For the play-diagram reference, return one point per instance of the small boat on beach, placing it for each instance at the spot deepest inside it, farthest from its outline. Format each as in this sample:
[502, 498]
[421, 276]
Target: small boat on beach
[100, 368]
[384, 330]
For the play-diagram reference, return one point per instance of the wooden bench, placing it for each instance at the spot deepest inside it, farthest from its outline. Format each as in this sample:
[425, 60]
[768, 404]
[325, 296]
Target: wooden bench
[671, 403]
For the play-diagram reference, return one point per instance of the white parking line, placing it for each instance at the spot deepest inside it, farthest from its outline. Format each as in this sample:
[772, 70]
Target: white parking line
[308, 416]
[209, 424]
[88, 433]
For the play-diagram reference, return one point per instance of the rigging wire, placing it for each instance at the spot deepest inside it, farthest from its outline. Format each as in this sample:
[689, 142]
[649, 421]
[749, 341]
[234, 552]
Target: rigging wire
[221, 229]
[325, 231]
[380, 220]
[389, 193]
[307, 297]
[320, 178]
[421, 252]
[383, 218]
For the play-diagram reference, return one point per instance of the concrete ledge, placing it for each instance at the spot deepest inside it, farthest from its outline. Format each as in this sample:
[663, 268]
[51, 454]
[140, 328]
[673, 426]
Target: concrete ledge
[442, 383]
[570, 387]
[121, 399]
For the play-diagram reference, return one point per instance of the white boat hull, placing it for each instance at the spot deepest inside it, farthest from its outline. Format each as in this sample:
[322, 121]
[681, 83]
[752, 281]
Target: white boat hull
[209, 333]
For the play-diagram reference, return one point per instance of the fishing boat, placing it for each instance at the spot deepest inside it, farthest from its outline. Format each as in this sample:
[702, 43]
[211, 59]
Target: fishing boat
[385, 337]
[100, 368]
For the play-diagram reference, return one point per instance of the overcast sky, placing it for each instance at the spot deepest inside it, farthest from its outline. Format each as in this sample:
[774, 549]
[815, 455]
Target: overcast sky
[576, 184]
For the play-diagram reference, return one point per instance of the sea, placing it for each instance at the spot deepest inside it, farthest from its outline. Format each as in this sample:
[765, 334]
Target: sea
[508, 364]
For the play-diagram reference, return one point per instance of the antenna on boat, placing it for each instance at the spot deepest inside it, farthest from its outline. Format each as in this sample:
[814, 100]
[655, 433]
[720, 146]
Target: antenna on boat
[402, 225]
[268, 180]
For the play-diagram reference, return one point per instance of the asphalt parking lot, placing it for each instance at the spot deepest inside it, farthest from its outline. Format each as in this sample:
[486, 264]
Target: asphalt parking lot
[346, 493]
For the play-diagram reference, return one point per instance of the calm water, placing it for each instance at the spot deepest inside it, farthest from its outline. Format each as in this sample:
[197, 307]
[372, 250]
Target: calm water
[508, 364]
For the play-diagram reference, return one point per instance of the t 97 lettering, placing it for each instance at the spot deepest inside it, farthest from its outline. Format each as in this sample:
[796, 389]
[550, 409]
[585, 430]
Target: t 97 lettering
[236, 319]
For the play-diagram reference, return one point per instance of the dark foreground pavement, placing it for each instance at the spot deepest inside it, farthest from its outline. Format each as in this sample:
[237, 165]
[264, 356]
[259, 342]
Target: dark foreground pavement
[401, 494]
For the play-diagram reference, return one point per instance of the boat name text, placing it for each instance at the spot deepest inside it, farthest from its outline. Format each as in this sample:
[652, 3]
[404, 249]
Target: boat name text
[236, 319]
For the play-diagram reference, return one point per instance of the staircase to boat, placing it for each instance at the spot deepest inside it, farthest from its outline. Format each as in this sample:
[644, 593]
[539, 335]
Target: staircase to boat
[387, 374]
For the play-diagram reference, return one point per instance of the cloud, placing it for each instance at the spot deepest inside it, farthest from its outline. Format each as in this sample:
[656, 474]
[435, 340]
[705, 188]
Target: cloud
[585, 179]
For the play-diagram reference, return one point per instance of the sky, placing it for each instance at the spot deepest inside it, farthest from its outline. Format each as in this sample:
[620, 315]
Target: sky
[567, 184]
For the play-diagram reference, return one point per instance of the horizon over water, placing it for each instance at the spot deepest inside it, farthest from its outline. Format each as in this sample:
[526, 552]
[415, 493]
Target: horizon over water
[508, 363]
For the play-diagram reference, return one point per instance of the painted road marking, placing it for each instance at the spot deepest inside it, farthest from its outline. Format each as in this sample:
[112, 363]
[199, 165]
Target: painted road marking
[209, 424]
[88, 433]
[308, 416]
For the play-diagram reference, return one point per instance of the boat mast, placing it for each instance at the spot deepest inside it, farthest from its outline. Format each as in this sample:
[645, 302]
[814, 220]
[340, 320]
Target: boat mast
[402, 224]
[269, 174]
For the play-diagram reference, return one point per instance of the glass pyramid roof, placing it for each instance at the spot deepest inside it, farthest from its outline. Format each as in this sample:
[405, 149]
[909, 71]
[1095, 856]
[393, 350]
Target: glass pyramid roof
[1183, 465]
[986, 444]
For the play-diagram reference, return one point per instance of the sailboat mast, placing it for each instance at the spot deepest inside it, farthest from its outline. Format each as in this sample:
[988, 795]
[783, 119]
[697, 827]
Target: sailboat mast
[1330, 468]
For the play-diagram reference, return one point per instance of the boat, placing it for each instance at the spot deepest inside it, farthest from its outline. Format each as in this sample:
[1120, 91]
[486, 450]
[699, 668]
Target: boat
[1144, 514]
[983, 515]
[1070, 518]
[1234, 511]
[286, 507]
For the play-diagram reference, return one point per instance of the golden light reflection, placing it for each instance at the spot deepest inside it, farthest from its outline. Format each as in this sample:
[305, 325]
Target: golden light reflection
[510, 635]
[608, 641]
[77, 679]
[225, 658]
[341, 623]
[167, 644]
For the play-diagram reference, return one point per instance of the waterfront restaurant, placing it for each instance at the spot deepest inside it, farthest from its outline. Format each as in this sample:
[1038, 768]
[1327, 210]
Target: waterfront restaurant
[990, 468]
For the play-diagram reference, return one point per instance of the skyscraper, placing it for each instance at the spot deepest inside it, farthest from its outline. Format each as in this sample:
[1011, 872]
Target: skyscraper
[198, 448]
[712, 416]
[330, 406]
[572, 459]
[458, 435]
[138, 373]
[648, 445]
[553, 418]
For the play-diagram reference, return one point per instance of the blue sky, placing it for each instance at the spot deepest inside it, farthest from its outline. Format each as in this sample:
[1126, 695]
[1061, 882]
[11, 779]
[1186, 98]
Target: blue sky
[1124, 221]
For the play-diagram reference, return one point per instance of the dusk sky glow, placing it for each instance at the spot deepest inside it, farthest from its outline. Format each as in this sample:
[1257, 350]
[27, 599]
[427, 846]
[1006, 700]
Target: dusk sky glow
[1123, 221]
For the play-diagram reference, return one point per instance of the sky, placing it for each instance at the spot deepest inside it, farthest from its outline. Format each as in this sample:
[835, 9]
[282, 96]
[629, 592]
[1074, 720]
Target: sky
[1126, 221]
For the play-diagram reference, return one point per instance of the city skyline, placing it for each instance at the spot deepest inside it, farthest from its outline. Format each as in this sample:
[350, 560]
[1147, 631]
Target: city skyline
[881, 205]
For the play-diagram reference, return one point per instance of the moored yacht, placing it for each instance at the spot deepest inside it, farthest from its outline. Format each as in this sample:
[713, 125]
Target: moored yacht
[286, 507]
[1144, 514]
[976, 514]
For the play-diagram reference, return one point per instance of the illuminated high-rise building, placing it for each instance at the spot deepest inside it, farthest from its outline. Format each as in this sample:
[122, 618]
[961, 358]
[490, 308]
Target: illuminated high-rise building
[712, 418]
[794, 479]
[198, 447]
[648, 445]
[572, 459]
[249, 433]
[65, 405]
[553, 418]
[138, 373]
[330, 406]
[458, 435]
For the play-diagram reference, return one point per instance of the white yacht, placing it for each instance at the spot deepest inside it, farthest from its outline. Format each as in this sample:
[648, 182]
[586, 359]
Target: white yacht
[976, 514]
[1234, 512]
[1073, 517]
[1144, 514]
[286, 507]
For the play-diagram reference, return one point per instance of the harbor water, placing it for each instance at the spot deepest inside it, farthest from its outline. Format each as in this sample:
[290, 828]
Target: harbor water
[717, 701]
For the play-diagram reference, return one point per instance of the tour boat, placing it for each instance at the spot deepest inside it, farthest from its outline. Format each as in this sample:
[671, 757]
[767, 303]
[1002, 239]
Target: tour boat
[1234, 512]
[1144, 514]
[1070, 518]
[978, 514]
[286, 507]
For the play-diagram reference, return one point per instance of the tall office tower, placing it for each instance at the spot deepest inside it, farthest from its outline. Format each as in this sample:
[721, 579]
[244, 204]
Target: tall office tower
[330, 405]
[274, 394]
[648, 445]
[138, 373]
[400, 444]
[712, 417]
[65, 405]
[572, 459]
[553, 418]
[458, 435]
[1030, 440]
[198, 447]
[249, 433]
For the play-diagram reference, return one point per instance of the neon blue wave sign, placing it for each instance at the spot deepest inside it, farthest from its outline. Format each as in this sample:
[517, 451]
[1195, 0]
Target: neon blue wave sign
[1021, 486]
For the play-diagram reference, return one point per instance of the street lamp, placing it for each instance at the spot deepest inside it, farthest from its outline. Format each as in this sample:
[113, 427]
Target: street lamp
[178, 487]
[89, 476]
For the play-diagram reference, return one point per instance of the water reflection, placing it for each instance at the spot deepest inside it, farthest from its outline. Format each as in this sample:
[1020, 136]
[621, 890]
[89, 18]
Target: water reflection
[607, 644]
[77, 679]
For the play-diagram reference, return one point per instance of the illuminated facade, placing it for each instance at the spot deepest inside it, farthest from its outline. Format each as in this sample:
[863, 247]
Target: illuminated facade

=-=-=

Everything from the line containing "of the street" through the final line of the listing, inclusive, must be reproduced exactly; leave out the rest.

For the play-diagram reference, return one point per instance of the street lamp, placing it for each instance at the spot deepest inside it, farthest from its outline. Format each as in this sample:
[113, 427]
Target: street lamp
[178, 487]
[89, 476]
For the play-diagram reference, return one point per instance of the water reflection, placing it for each instance at the spot deepest inside it, farthest from its outline. Format each as in this sample:
[1020, 136]
[621, 890]
[89, 18]
Target: water reflection
[607, 644]
[77, 679]
For the play-diagram reference, return one point per instance of the illuminated facade, placing it for each instance at the spot deepest inside it, farthest from its outline. Format each as in this sample:
[863, 247]
Target: illuminated facade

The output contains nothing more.